● **Exercise description**: From the line with "point: rafale fighter" through the final line, transcribe the material below character for character; include no other lines.

Entries from a point annotation set
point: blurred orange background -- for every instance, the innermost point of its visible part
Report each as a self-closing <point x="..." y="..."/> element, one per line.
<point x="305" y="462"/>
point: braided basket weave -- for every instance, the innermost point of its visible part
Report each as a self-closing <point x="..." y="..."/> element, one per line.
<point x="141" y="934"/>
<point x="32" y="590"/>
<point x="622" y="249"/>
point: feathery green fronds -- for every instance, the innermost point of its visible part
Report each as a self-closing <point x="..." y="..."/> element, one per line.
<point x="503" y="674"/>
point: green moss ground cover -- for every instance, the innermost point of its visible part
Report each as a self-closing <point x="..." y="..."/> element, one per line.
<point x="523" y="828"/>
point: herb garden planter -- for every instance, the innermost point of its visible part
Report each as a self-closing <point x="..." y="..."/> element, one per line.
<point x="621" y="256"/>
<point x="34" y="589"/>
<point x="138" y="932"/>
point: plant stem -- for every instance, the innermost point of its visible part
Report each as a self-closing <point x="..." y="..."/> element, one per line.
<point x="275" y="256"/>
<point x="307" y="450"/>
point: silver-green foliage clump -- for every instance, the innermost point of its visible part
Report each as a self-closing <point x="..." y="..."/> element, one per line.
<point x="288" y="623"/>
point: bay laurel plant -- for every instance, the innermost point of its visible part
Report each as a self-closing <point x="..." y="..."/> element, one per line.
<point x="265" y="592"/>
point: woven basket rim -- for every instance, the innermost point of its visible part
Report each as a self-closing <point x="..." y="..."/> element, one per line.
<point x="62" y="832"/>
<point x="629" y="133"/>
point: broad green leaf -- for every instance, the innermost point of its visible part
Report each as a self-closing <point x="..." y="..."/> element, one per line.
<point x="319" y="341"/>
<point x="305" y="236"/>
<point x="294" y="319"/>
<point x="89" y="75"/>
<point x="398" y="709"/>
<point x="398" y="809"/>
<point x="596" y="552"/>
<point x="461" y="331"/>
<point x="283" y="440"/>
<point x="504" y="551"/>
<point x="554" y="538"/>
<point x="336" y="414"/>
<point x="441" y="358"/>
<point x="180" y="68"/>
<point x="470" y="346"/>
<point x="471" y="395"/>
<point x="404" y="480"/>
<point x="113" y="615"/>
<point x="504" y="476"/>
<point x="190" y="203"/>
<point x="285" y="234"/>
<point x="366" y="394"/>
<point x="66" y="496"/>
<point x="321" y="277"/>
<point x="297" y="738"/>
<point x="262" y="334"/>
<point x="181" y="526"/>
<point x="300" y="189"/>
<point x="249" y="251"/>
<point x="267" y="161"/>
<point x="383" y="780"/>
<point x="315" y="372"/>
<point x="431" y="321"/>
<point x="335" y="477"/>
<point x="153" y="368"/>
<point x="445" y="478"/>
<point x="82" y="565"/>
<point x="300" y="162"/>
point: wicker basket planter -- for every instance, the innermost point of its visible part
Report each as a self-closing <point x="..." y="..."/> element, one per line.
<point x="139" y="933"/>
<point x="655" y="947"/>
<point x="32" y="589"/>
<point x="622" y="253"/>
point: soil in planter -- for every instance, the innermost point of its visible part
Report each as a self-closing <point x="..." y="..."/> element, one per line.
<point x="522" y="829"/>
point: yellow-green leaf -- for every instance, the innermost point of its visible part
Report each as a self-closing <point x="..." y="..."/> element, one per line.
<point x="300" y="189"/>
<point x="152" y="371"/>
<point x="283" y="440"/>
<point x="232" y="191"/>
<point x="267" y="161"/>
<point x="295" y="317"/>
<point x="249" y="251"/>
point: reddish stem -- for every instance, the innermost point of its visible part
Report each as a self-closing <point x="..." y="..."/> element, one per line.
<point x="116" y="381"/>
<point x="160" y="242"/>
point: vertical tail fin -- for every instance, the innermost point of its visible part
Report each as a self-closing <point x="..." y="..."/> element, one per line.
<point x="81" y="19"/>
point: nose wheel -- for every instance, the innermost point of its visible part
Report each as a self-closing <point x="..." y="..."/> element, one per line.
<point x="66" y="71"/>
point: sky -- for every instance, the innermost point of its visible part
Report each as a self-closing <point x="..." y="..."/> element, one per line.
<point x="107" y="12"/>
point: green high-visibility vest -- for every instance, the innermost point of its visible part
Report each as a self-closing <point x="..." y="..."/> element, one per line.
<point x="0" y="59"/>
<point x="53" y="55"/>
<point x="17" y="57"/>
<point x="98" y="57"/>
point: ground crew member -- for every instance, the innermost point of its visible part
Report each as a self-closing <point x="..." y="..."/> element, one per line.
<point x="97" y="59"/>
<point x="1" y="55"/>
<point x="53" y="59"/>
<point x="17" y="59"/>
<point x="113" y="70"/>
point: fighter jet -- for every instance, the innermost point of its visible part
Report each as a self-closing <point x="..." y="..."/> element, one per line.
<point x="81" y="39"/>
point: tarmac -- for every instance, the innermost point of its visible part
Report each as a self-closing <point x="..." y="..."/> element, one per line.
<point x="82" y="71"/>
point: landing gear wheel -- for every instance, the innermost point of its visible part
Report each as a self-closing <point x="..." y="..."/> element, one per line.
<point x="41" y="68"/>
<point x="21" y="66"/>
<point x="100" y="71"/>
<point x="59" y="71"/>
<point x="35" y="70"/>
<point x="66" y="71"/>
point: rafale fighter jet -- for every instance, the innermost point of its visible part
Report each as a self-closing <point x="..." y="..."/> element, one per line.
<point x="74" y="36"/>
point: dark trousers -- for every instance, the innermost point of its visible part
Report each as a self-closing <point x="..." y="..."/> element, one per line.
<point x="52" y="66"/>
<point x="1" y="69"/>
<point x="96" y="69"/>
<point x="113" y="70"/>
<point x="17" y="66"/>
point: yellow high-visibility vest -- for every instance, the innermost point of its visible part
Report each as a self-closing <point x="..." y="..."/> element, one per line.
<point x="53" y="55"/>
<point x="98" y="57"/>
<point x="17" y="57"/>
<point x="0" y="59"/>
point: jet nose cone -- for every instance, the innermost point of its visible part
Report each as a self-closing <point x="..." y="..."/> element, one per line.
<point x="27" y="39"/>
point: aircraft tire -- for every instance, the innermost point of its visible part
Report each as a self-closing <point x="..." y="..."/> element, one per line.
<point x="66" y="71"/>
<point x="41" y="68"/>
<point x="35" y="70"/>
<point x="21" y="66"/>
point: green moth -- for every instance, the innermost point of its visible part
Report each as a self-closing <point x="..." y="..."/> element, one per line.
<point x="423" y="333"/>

● **Exercise output**:
point: rafale fighter jet -- for every instance, the innermost point of its visible part
Report each as a self-closing <point x="..." y="..."/> element, one per line.
<point x="74" y="36"/>
point: dark trousers -- for every instance, the innermost point of its visible part
Report each as a self-closing <point x="..." y="..."/> element, one per line.
<point x="52" y="66"/>
<point x="1" y="69"/>
<point x="96" y="69"/>
<point x="113" y="70"/>
<point x="17" y="66"/>
point: yellow high-visibility vest -- for every instance, the innermost point of its visible part
Report each as a self-closing <point x="..." y="..."/> element, one per line.
<point x="53" y="55"/>
<point x="98" y="57"/>
<point x="17" y="57"/>
<point x="0" y="59"/>
point: jet nose cone -- for every instance, the innermost point of its visible part
Report each as a self-closing <point x="..." y="..."/> element, one per line.
<point x="27" y="39"/>
point: aircraft tire -- for every instance, the innermost point of its visible part
Report each as a self-closing <point x="..." y="..."/> element, one per line.
<point x="66" y="71"/>
<point x="41" y="68"/>
<point x="35" y="70"/>
<point x="21" y="66"/>
point: green moth -- for every instance, the innermost point of its visible part
Report each as a self-closing <point x="..." y="..."/> element, one per line.
<point x="423" y="333"/>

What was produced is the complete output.